Repeat the whole listing exactly.

━━━ Dataset content

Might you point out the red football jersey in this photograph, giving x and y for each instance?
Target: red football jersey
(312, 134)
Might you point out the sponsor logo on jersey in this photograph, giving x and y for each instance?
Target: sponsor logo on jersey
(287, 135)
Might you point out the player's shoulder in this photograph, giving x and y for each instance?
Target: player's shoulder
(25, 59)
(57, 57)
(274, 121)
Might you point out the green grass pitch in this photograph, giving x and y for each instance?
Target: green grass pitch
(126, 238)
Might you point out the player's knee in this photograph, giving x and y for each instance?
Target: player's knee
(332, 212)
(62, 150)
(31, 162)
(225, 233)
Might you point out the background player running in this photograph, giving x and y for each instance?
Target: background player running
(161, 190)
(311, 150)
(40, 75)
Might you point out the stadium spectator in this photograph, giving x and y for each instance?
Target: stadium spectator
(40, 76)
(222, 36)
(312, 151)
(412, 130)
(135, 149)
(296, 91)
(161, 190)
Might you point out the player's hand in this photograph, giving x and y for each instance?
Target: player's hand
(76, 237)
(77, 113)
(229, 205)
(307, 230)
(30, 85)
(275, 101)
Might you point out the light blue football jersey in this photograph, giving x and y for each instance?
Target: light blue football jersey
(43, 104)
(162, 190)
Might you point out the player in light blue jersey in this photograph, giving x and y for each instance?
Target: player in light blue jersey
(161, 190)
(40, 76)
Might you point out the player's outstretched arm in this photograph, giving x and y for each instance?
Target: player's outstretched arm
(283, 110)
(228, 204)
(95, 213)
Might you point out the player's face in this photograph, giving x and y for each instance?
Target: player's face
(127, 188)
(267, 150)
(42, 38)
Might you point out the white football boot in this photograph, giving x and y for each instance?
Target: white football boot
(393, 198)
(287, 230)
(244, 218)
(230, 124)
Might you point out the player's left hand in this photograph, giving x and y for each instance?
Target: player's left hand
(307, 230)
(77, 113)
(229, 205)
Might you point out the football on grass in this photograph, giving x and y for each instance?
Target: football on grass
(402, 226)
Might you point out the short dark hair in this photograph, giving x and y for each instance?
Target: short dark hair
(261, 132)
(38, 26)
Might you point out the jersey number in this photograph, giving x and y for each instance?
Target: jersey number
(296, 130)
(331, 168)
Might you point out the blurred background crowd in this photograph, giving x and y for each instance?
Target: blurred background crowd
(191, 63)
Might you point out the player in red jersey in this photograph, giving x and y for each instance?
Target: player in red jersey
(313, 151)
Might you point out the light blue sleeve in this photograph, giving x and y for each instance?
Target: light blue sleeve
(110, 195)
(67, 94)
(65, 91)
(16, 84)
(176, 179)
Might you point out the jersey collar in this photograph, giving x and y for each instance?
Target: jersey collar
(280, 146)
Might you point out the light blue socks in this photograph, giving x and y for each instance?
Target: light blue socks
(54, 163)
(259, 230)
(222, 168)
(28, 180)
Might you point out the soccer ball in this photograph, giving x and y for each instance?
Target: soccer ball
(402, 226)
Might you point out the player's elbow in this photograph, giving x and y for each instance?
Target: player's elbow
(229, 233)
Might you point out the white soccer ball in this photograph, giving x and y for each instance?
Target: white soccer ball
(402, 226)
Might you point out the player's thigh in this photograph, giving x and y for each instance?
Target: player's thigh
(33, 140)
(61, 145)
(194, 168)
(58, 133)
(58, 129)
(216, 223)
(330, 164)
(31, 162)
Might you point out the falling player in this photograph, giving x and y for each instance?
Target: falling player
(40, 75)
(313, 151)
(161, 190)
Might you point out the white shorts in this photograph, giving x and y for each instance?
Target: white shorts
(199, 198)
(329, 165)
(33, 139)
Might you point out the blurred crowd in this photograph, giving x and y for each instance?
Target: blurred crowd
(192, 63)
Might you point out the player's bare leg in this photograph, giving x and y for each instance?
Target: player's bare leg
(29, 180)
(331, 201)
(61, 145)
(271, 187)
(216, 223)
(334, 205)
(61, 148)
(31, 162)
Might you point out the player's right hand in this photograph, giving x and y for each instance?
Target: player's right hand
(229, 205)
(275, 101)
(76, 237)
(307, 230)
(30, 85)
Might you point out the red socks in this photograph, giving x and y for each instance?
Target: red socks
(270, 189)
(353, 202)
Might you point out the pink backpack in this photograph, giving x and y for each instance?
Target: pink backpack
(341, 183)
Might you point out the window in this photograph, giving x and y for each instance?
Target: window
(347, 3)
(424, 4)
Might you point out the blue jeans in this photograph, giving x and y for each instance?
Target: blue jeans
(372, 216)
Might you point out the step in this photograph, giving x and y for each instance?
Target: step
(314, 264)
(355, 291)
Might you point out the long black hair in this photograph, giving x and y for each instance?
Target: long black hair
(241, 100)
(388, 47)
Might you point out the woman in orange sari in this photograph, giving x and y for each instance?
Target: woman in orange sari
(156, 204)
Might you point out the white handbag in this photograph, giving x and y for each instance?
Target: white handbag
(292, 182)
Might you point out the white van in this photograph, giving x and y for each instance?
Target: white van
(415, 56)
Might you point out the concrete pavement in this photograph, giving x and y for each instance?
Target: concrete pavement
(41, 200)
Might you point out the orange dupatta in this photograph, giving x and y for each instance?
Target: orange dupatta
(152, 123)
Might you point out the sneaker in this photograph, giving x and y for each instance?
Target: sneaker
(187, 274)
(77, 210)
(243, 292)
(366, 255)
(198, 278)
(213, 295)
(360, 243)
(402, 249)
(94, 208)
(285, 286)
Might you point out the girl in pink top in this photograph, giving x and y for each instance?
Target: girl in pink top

━━━━━━

> **Exercise result**
Might you point out the red football jersey in this photograph, giving x and y for each instance?
Target: red football jersey
(312, 134)
Might you point out the sponsor logo on jersey in this photograph, giving x and y for each instance?
Target: sponsor logo on jersey
(287, 135)
Might you point out the player's shoulder in this photograph, giving x and y for each instance?
Target: player's shoulder
(25, 59)
(57, 57)
(274, 121)
Might you point out the green grass pitch in this photograph, giving x and y for each instance?
Target: green grass pitch
(126, 238)
Might you point out the player's knee in this photograph, giving x and y for each instance?
Target: player's knee
(332, 212)
(62, 150)
(31, 162)
(225, 233)
Might you point out the background player running in this photograph, giving x and y for each instance?
Target: background player running
(161, 190)
(311, 150)
(40, 75)
Might you point out the stadium spectator in this photograph, giving x and y for each instance?
Target: stadium spectator
(40, 76)
(222, 36)
(312, 151)
(412, 130)
(135, 149)
(296, 91)
(161, 190)
Might you point out the player's hand in this photograph, giving x and y for each instance?
Target: player's hand
(76, 237)
(77, 113)
(229, 205)
(307, 230)
(30, 85)
(275, 101)
Might you point out the light blue football jersey in this photograph, giving x and y for each instance?
Target: light blue football jersey
(43, 104)
(162, 190)
Might you point out the player in light blue jersey in this photograph, giving x and y for each instance?
Target: player in light blue jersey
(161, 190)
(40, 76)
Might you point out the player's outstretched arm in this photograph, giving x and y for each instance?
Target: player's outstretched arm
(283, 110)
(228, 204)
(95, 213)
Might you point out the player's face in this photograph, giving x and y for each instance?
Target: player's face
(127, 188)
(267, 150)
(42, 38)
Might you point out the white football boot in this photograph, giving x and y for each instance?
Target: white football boot
(393, 198)
(287, 230)
(244, 218)
(230, 124)
Might you point out the player's left hand in this photograph, giving x and y for each instance?
Target: player's left hand
(307, 230)
(77, 113)
(229, 205)
Might you point out the football on grass in this photograph, giving x and y for each instance?
Target: football on grass
(402, 226)
Might you point out the short dark hair in this photograph, giving x and y for each instance?
Target: short dark hair
(261, 132)
(38, 26)
Might you point out the jersey number in this photograph, giving x and y for each instance?
Target: jersey number
(296, 130)
(331, 168)
Might you point out the blurred background crowd in this photograph, giving x and y for each instance?
Target: blurred background crowd
(191, 63)
Might you point out the player in red jersey in this photograph, giving x and y for each instance?
Target: player in red jersey
(313, 151)
Might you point out the light blue sleeve in this photograph, giving x and y for each instance?
Target: light blue sleeve
(110, 195)
(67, 94)
(65, 91)
(16, 84)
(176, 179)
Might you point out the jersey collar in this photograph, giving x and y for each instance?
Target: jersey collar
(280, 146)
Might you point out the light blue socks in this photograph, giving x and y for each instance?
Target: light blue socks
(54, 163)
(259, 230)
(222, 168)
(28, 180)
Might you point out the soccer ball in this photograph, giving x and y for each instance?
Target: soccer ball
(402, 226)
Might you point out the player's elbow in this photograph, giving x and y for each instance?
Target: player's elbow
(229, 233)
Might you point out the white soccer ball in this photograph, giving x and y for each instance?
Target: white soccer ball
(402, 226)
Might you point out the player's thigh in this photograph, giving x and y for each instance?
Target: player's thigh
(33, 140)
(61, 145)
(194, 168)
(58, 133)
(58, 129)
(216, 223)
(330, 164)
(31, 162)
Might you point out the falling player in this photograph, giving x and y for each instance?
Target: falling player
(40, 75)
(313, 151)
(161, 190)
Might you point out the white shorts in this photograph, giving x and y for each instance?
Target: white shorts
(199, 198)
(329, 165)
(33, 139)
Might you point out the blurred crowd in this photograph, giving x and y for each instance?
Target: blurred crowd
(192, 63)
Might you point out the player's bare leg in this photograph, giving x and y for each instance?
Target: player's bare leg
(29, 180)
(331, 201)
(61, 145)
(271, 187)
(216, 223)
(334, 205)
(61, 148)
(31, 162)
Might you point out the player's right hand in this photograph, giving x and y for each instance?
Target: player's right hand
(229, 205)
(275, 101)
(76, 237)
(307, 230)
(30, 85)
Might you point out the red socks in this photograph, giving x and y for each instance?
Target: red socks
(270, 189)
(353, 202)
Might you point out the pink backpack in this photograph, giving x and y for each instance?
Target: pink backpack
(341, 183)
Might you point out the window in this photograph, giving x and y for each instance?
Target: window
(347, 3)
(424, 4)
Might you point out the blue jeans in this photograph, giving x and y for each instance?
Target: blue jeans
(372, 216)
Might you point out the step in this photograph, giving x and y for each instance?
Target: step
(314, 264)
(355, 291)
Might you point out the long black hair in this photograph, giving x and y for each instance?
Target: long black hair
(241, 100)
(388, 47)
Might you point out the woman in orange sari in this photograph, giving x and y for each instance?
Target: woman in orange sari
(156, 204)
Might you point out the white handbag in this photograph, giving x and y for each instance?
Target: white handbag
(292, 182)
Might you point out the white van in this photograph, giving x and y for each instance?
Target: white van
(415, 56)
Might you point out the concrete pavement in this photograph, giving x and y for each instance?
Target: concrete pavement
(41, 200)
Might you point out the orange dupatta in this photograph, giving x and y for each instance?
Target: orange dupatta
(152, 123)
Might you point out the sneaker in this photograph, giving x and y for each instance?
Target: sneaker
(187, 274)
(77, 210)
(243, 292)
(366, 255)
(198, 278)
(213, 295)
(360, 243)
(402, 249)
(94, 208)
(285, 286)
Might you point out the girl in pink top in this photograph, giving x and y for each instance?
Target: girl in pink top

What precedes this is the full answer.